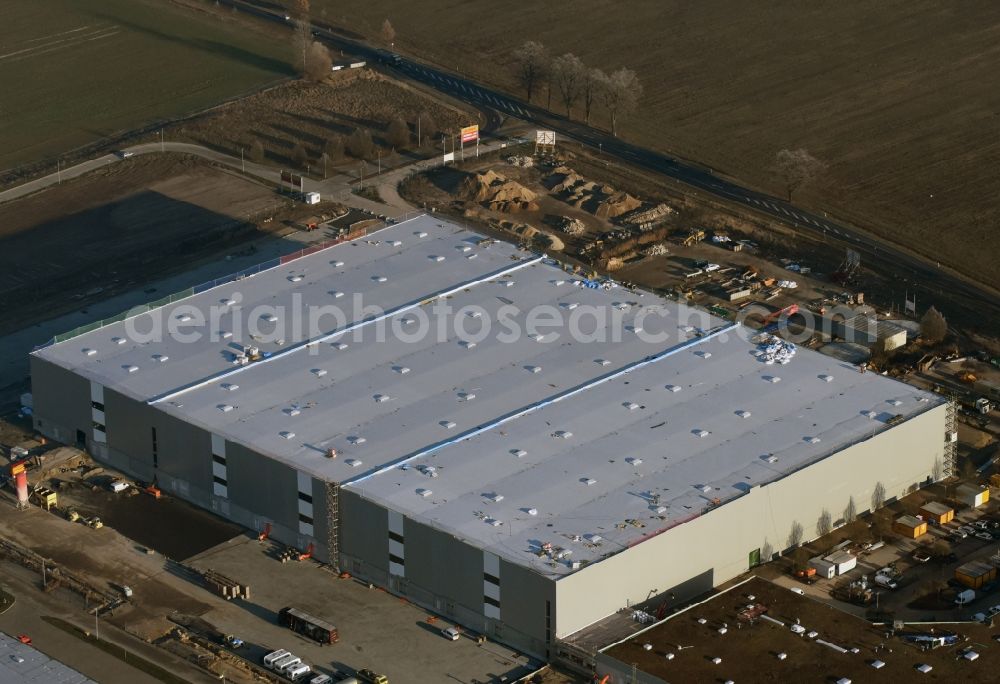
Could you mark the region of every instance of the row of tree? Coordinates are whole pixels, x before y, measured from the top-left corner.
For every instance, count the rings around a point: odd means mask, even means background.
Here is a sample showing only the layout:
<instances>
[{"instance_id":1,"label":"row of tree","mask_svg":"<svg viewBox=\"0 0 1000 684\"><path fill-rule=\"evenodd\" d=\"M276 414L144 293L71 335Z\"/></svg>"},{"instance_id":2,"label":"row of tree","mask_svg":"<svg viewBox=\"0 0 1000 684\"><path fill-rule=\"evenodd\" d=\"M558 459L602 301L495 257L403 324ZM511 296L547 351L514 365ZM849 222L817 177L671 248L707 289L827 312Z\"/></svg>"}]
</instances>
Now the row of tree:
<instances>
[{"instance_id":1,"label":"row of tree","mask_svg":"<svg viewBox=\"0 0 1000 684\"><path fill-rule=\"evenodd\" d=\"M528 102L544 86L547 92L546 107L552 107L556 94L572 117L573 108L583 105L583 120L590 124L595 105L602 105L611 119L611 134L618 135L620 118L635 111L642 98L642 83L631 69L622 67L605 73L588 67L576 55L567 52L553 57L541 43L529 40L514 52L517 79L524 88Z\"/></svg>"}]
</instances>

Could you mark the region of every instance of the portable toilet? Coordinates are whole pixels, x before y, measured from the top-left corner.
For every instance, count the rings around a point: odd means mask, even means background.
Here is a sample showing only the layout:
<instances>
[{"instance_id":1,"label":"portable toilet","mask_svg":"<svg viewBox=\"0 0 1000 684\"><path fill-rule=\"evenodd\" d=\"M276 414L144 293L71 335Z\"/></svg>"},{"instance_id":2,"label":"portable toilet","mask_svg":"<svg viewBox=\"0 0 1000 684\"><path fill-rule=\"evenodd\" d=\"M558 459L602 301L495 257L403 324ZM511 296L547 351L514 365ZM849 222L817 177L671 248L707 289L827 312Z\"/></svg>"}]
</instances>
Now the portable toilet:
<instances>
[{"instance_id":1,"label":"portable toilet","mask_svg":"<svg viewBox=\"0 0 1000 684\"><path fill-rule=\"evenodd\" d=\"M892 523L892 531L909 539L927 534L927 522L915 515L901 515Z\"/></svg>"},{"instance_id":2,"label":"portable toilet","mask_svg":"<svg viewBox=\"0 0 1000 684\"><path fill-rule=\"evenodd\" d=\"M951 506L946 506L940 501L928 501L920 507L920 515L923 516L924 520L944 525L947 522L951 522L952 518L955 517L955 509Z\"/></svg>"},{"instance_id":3,"label":"portable toilet","mask_svg":"<svg viewBox=\"0 0 1000 684\"><path fill-rule=\"evenodd\" d=\"M306 204L319 204L320 196L318 192L306 193Z\"/></svg>"},{"instance_id":4,"label":"portable toilet","mask_svg":"<svg viewBox=\"0 0 1000 684\"><path fill-rule=\"evenodd\" d=\"M964 484L955 490L955 499L972 508L979 508L990 500L988 487Z\"/></svg>"}]
</instances>

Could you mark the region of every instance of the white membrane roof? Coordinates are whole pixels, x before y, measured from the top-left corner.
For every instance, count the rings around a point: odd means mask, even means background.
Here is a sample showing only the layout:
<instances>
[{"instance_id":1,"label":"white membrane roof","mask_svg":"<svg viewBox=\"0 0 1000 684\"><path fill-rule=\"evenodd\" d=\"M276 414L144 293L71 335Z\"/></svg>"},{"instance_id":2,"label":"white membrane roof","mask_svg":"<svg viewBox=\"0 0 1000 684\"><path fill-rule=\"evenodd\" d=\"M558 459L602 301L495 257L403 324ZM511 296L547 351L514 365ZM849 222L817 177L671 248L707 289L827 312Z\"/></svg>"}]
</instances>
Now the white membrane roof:
<instances>
[{"instance_id":1,"label":"white membrane roof","mask_svg":"<svg viewBox=\"0 0 1000 684\"><path fill-rule=\"evenodd\" d=\"M331 304L346 316L310 331L307 307ZM767 365L745 328L648 293L585 287L429 216L161 318L209 319L216 305L222 315L198 341L137 342L118 323L35 353L553 576L941 401L808 350ZM235 366L239 333L217 333L271 315L258 305L276 305L278 325L303 312L305 332L290 326L280 344L244 335L271 356ZM554 316L564 325L544 325ZM135 327L148 330L148 318ZM540 556L545 542L572 554Z\"/></svg>"}]
</instances>

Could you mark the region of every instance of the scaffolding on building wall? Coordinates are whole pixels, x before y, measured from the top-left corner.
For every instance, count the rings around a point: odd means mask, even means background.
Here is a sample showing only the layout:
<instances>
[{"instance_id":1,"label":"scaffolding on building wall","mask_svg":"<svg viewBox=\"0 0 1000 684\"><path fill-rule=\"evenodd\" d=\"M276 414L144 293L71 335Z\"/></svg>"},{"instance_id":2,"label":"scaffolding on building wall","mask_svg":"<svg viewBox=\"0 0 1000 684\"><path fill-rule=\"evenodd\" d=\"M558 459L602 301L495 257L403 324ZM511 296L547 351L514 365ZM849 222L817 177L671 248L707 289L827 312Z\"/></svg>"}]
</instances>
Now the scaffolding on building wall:
<instances>
[{"instance_id":1,"label":"scaffolding on building wall","mask_svg":"<svg viewBox=\"0 0 1000 684\"><path fill-rule=\"evenodd\" d=\"M954 399L948 400L948 408L945 413L945 440L944 440L944 463L941 472L942 477L952 477L958 470L958 440L956 435L955 421L958 418L958 406Z\"/></svg>"},{"instance_id":2,"label":"scaffolding on building wall","mask_svg":"<svg viewBox=\"0 0 1000 684\"><path fill-rule=\"evenodd\" d=\"M326 547L330 565L340 572L340 483L326 483Z\"/></svg>"}]
</instances>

————

* _What you are asked to do_
Copy the data character for character, but drop all pictures from the copy.

* _Finished exercise_
Could you mark the region of every instance of the row of tree? Coordinates are whole pixels, x before y, measured from the top-left corner.
For every instance, count the rings around a point: odd means mask, even means background.
Here is a sample showing only the layout:
<instances>
[{"instance_id":1,"label":"row of tree","mask_svg":"<svg viewBox=\"0 0 1000 684\"><path fill-rule=\"evenodd\" d=\"M276 414L144 293L71 335Z\"/></svg>"},{"instance_id":2,"label":"row of tree","mask_svg":"<svg viewBox=\"0 0 1000 684\"><path fill-rule=\"evenodd\" d=\"M558 459L602 301L495 257L403 324ZM511 296L547 351L514 365ZM849 222L817 177L671 248L707 289L827 312Z\"/></svg>"}]
</instances>
Now the row of tree:
<instances>
[{"instance_id":1,"label":"row of tree","mask_svg":"<svg viewBox=\"0 0 1000 684\"><path fill-rule=\"evenodd\" d=\"M528 102L544 86L547 92L546 107L552 107L556 94L572 117L573 108L583 105L583 120L590 124L595 105L602 105L611 119L611 134L618 135L620 118L635 111L642 98L642 83L631 69L622 67L605 73L588 67L576 55L567 52L553 57L541 43L529 40L514 52L517 79L524 88Z\"/></svg>"}]
</instances>

Could you mark the region of every instance of the portable toilet? Coordinates are whole pixels, x before y, measured from the top-left corner.
For every instance, count the rings around a point: odd means mask, even means background.
Here is a sample showing only the layout:
<instances>
[{"instance_id":1,"label":"portable toilet","mask_svg":"<svg viewBox=\"0 0 1000 684\"><path fill-rule=\"evenodd\" d=\"M276 414L144 293L71 335Z\"/></svg>"},{"instance_id":2,"label":"portable toilet","mask_svg":"<svg viewBox=\"0 0 1000 684\"><path fill-rule=\"evenodd\" d=\"M558 459L602 301L495 257L403 324ZM511 296L547 351L514 365ZM849 222L817 177L671 248L707 289L827 312Z\"/></svg>"}]
</instances>
Now the portable toilet:
<instances>
[{"instance_id":1,"label":"portable toilet","mask_svg":"<svg viewBox=\"0 0 1000 684\"><path fill-rule=\"evenodd\" d=\"M892 523L892 531L909 539L927 534L927 522L915 515L901 515Z\"/></svg>"},{"instance_id":2,"label":"portable toilet","mask_svg":"<svg viewBox=\"0 0 1000 684\"><path fill-rule=\"evenodd\" d=\"M951 506L946 506L940 501L928 501L920 507L920 515L923 516L924 520L944 525L947 522L951 522L952 518L955 517L955 509Z\"/></svg>"},{"instance_id":3,"label":"portable toilet","mask_svg":"<svg viewBox=\"0 0 1000 684\"><path fill-rule=\"evenodd\" d=\"M306 204L319 204L320 196L318 192L306 193Z\"/></svg>"},{"instance_id":4,"label":"portable toilet","mask_svg":"<svg viewBox=\"0 0 1000 684\"><path fill-rule=\"evenodd\" d=\"M964 484L955 490L955 499L972 508L979 508L990 500L988 487Z\"/></svg>"}]
</instances>

Could you mark the region of every instance of the white membrane roof? Coordinates are whole pixels, x before y, measured from the top-left corner.
For every instance, count the rings around a point: odd means mask, even means background.
Here is a sample showing only the layout:
<instances>
[{"instance_id":1,"label":"white membrane roof","mask_svg":"<svg viewBox=\"0 0 1000 684\"><path fill-rule=\"evenodd\" d=\"M276 414L144 293L71 335Z\"/></svg>"},{"instance_id":2,"label":"white membrane roof","mask_svg":"<svg viewBox=\"0 0 1000 684\"><path fill-rule=\"evenodd\" d=\"M558 459L602 301L495 257L403 324ZM511 296L547 351L514 365ZM849 222L817 177L671 248L707 289L827 312Z\"/></svg>"}]
</instances>
Now the white membrane roof:
<instances>
[{"instance_id":1,"label":"white membrane roof","mask_svg":"<svg viewBox=\"0 0 1000 684\"><path fill-rule=\"evenodd\" d=\"M331 304L346 316L310 331L307 307ZM767 365L745 328L648 293L585 287L429 216L161 318L209 319L216 305L222 315L198 341L137 342L118 323L35 353L553 576L941 401L808 350ZM235 366L239 333L217 333L271 315L258 305L276 305L278 325L303 312L305 332L290 326L280 344L244 335L271 356ZM554 316L564 325L544 325ZM135 327L148 330L148 318ZM540 556L545 542L572 554Z\"/></svg>"}]
</instances>

Could you mark the region of every instance of the scaffolding on building wall? Coordinates are whole pixels, x before y, measured from the top-left corner.
For every instance, count the rings around a point: odd means mask, even means background.
Here is a sample showing only the layout:
<instances>
[{"instance_id":1,"label":"scaffolding on building wall","mask_svg":"<svg viewBox=\"0 0 1000 684\"><path fill-rule=\"evenodd\" d=\"M276 414L144 293L71 335Z\"/></svg>"},{"instance_id":2,"label":"scaffolding on building wall","mask_svg":"<svg viewBox=\"0 0 1000 684\"><path fill-rule=\"evenodd\" d=\"M558 459L602 301L495 257L403 324ZM511 296L547 351L514 365ZM849 222L817 177L671 248L707 289L827 312Z\"/></svg>"}]
</instances>
Now the scaffolding on building wall:
<instances>
[{"instance_id":1,"label":"scaffolding on building wall","mask_svg":"<svg viewBox=\"0 0 1000 684\"><path fill-rule=\"evenodd\" d=\"M954 399L948 400L948 408L945 413L945 440L944 440L944 463L941 472L942 477L952 477L958 470L958 440L956 435L955 421L958 418L958 406Z\"/></svg>"},{"instance_id":2,"label":"scaffolding on building wall","mask_svg":"<svg viewBox=\"0 0 1000 684\"><path fill-rule=\"evenodd\" d=\"M326 547L330 565L340 572L340 483L326 483Z\"/></svg>"}]
</instances>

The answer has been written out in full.